TEXT SHOWN.
━━━

# What's it called?



## NaphtaliPress (Jan 27, 2009)

What is the term if any when someone uses two words that mean the same thing or practically so. For instance "pinch and straitens". Pinch basically means to put in straits, which is what straitens means as well. Yes it is a redundancy, but is there a name for it as a literary style? Anyone?


----------



## MrMerlin777 (Jan 27, 2009)

I think it's called a tautology.


----------



## he beholds (Jan 27, 2009)

I was going to say synonym, too, but if you are looking for a literary stylistic device, it may be parallelism--but both words would have to be used then.


----------



## NaphtaliPress (Jan 27, 2009)

I think it is *pleonasm *after doing a Google. But that didn't ring a bell.


----------



## PuritanCovenanter (Jan 27, 2009)

Do you mean like more bigger? Which is just poor grammar.

-----Added 1/27/2009 at 05:22:58 EST-----

From Dictionary.com


> ple⋅o⋅nasm
> /ˈpliəˌnæzəm/ Show Spelled Pronunciation [plee-uh-naz-uhm] Show IPA Pronunciation
> –noun
> 1. the use of more words than are necessary to express an idea; redundancy.
> ...


----------



## Semper Fidelis (Jan 27, 2009)

superfluous?


----------



## Jimmy the Greek (Jan 27, 2009)

I don't think anyone has hit on what he's looking for yet. I haven't a clue, but am anxious for an answer.


----------



## Semper Fidelis (Jan 27, 2009)

a tautology is more of a form of an argument than anything. It is redundant but not in the sense that Chris is asking.

If I say that Joshua is an unmarried bachelor, that is not a tautology. If I say:

1. The Earth's strata can be dated by the location of fossils and their positions therein
2. The dating of fossils can be determined by where they appear in the geological strata

That's a tautology.

-----Added 1/27/2009 at 05:44:07 EST-----

Chris,

How about a synonymous parallelism? That's at least what they call it when it occurs in Hebrew poetry.


----------



## Rev. Todd Ruddell (Jan 27, 2009)

In the context you've used, Chris, they are synonyms--two words which indicate the same thing--pinch, straighten. The figure of speech would then be synonymy.


----------



## NaphtaliPress (Jan 27, 2009)

━━━

ENTRIES.
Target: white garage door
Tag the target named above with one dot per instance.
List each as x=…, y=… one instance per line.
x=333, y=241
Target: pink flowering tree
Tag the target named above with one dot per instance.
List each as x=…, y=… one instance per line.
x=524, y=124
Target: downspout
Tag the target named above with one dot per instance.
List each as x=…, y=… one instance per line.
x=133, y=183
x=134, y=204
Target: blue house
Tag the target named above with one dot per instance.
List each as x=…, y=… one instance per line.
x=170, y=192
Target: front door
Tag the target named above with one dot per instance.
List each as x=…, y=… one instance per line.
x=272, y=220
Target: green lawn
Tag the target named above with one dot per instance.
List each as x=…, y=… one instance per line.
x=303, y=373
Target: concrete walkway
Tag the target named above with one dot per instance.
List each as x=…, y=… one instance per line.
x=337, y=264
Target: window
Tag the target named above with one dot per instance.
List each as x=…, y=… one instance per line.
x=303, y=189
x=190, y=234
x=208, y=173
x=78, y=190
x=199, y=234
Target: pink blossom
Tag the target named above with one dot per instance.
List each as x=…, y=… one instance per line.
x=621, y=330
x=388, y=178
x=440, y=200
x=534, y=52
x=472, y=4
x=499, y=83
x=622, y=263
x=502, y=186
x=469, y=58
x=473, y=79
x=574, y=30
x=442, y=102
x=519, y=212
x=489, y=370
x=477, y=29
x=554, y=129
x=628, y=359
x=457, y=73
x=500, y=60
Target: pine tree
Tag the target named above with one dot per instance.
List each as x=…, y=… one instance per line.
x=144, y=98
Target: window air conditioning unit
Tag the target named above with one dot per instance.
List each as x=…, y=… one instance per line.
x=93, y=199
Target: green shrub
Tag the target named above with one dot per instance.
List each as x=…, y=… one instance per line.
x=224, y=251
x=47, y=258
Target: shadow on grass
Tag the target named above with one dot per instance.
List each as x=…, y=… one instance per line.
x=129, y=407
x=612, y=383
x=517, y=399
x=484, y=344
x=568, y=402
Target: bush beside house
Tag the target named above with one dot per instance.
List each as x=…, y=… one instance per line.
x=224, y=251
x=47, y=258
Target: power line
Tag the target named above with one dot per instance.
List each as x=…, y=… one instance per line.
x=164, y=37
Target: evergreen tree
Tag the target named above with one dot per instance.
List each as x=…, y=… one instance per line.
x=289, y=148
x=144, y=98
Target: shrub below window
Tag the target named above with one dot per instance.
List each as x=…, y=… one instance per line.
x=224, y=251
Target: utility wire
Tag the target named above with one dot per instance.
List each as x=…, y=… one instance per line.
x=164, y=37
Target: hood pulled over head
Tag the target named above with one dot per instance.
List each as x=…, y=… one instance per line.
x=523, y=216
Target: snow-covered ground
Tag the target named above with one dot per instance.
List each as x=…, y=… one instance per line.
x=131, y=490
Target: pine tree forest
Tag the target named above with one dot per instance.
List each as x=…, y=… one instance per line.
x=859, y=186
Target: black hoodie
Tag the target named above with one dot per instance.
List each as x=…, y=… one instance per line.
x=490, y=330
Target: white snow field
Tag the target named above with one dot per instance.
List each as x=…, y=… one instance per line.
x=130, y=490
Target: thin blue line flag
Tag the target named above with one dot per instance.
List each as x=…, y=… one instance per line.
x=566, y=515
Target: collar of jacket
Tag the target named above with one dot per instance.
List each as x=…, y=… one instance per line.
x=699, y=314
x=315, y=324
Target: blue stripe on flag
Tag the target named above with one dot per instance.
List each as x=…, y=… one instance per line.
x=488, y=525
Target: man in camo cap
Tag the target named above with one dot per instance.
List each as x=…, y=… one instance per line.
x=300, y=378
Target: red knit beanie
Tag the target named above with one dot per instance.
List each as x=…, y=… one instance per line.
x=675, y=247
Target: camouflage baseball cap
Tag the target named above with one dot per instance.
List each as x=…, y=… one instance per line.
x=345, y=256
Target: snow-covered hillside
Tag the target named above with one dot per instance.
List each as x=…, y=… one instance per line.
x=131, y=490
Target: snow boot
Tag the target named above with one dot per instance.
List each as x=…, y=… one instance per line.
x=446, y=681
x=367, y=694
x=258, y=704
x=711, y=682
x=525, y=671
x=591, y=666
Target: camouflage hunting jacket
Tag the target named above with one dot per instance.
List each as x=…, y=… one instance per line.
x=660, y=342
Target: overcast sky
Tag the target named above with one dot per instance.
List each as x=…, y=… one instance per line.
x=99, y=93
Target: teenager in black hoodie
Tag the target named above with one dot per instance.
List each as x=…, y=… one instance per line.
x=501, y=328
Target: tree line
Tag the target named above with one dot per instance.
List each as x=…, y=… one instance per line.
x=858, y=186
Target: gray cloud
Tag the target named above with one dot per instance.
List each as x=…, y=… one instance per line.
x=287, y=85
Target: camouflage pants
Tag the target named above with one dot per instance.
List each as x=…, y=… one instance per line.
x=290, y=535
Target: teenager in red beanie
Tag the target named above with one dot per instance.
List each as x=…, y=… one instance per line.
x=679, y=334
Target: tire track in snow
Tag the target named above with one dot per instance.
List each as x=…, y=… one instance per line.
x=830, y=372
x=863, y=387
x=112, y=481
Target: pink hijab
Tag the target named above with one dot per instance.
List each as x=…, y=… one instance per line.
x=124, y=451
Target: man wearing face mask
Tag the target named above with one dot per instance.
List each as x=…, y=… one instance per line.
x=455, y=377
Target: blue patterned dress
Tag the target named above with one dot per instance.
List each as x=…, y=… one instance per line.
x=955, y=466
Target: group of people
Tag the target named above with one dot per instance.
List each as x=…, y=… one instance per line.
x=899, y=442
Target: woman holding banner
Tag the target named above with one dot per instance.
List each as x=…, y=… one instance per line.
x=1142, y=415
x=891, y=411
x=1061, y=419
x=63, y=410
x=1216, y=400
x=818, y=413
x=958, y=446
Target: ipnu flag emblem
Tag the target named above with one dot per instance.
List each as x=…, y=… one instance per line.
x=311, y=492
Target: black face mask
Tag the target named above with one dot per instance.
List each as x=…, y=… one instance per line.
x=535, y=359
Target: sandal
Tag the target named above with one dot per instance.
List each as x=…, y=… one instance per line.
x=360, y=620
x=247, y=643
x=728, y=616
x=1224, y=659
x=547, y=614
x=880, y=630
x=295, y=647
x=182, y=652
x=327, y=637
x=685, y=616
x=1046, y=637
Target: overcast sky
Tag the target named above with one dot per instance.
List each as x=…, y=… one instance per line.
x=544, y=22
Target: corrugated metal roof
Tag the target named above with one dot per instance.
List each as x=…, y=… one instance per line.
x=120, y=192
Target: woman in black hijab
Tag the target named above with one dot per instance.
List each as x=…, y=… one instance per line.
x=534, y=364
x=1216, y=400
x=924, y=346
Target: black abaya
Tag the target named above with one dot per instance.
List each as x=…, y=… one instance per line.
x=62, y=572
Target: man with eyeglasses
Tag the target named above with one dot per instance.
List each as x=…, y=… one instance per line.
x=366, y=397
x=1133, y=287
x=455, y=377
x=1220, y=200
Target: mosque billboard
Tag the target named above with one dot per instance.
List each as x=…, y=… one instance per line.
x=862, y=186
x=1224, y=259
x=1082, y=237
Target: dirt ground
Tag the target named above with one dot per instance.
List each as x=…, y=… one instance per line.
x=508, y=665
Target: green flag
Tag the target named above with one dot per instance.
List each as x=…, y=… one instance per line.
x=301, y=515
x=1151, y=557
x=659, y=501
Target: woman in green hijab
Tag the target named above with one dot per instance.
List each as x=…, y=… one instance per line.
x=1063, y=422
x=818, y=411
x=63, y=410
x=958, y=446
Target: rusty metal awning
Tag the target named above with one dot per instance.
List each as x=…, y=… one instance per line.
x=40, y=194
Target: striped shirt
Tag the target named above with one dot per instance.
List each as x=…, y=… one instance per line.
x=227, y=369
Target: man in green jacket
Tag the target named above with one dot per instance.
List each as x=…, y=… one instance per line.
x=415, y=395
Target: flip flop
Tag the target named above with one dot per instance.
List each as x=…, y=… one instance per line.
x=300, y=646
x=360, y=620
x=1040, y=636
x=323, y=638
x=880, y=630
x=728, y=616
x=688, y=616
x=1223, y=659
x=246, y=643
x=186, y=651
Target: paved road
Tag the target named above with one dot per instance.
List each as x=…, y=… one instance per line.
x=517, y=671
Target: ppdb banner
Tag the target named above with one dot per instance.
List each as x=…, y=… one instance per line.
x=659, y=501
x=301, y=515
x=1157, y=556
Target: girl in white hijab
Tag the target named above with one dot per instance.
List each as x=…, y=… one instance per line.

━━━

WORK INSTRUCTIONS.
**1)** In the forum thread on naming a pair of words that mean the same thing, what term does NaphtaliPress land on after searching Google?
**2)** Write the next part of the forum thread on naming a pair of words that mean the same thing, picking up right where it stops.

OUTPUTS BY TASK.
**1)** Pleonasm.

**2)**
I'm not sure Rich. Synonymous parallelism is used in poetry; this is a sermon. Actually it occurs often in Durham's work. Sometimes the words are closer in meaning than others. It is not something I've paid a lot of attention to, but this example struck me and I thought about dropping a note about it. I'm not happy with any of the answers yet really; just not sure.

-----Added 1/27/2009 at 05:58:57 EST-----

Perfect. Thanks very much Todd.


Rev. Todd Ruddell said:


> In the context you've used, Chris, they are synonyms--two words which indicate the same thing--pinch, straighten. The figure of speech would then be synonymy.


----------



## Poimen (Jan 27, 2009)

There is also Apposition


As in: Daniel Kok, the greatest human being that ever lived. 

And, by the way, don't any of you _*DARE*_ say that this is an exaggeration instead of an appositive.


----------



## Semper Fidelis (Jan 27, 2009)

Poimen said:


> There is also Apposition
> 
> 
> As in: Daniel Kok, the greatest human being that ever lived.
> ...



Don't forget this additional synonymy:

Daniel Kok is the humblest human being that ever lived.


----------



## MW (Jan 27, 2009)

Hendiadys is a figure of speech in which two words connected by a conjunction express a single idea.


----------



## py3ak (Jan 27, 2009)

Maybe we all need this quiz.


----------



## Rangerus (Jan 27, 2009)

I think it is called "hyper-articulation"


----------



## moral necessity (Jan 27, 2009)

How about "pairs". 

This was a helpful website for many of those sorts of interesting sentence forms.

Linguistics 450 - Repetition of Words and Phrases


----------



## py3ak (Jan 27, 2009)

Although some of the examples on that site are not entirely accurate: since when are "tender, fair and happy" synonymous?

There are quite a few sites that give listings. Here is one that is well laid out.


----------



## MW (Jan 27, 2009)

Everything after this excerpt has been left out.